[Goal of the exercise]
Each line that contains the word "positive" counts once; give the total for the records below and nothing else.

═════ Supplied information

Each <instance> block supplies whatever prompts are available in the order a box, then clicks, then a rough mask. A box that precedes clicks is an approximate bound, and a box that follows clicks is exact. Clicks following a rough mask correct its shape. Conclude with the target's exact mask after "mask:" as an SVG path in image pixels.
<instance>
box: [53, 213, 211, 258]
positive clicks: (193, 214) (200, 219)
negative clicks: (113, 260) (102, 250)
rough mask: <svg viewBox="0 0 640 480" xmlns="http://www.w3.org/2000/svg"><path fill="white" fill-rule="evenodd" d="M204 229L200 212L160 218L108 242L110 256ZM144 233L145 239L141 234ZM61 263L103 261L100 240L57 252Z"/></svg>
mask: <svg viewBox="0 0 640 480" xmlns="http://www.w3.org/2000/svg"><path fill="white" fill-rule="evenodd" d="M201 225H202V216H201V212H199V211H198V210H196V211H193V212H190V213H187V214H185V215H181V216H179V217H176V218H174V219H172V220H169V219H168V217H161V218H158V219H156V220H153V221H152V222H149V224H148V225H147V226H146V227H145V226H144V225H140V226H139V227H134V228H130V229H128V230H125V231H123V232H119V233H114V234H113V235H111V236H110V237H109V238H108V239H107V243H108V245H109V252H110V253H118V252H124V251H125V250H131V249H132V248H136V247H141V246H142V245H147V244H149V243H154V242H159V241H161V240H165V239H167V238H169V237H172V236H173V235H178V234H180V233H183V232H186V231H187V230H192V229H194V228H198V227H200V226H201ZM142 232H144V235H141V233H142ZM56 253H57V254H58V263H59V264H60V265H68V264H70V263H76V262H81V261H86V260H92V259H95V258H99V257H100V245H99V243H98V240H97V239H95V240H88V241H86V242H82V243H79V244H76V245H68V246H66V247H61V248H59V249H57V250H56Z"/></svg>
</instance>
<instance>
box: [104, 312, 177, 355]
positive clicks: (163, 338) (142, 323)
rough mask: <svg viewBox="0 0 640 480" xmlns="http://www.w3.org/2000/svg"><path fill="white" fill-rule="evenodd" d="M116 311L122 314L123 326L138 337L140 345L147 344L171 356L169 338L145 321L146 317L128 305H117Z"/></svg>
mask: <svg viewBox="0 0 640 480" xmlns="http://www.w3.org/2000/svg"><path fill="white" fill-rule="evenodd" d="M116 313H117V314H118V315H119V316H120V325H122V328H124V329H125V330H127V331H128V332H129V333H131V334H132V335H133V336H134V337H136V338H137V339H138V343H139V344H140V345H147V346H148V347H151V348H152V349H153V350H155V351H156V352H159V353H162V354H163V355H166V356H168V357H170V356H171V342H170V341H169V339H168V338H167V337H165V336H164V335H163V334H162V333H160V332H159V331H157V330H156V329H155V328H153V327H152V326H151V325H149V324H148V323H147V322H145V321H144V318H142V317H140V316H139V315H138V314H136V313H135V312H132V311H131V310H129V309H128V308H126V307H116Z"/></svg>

══════════

[Output for this exercise]
2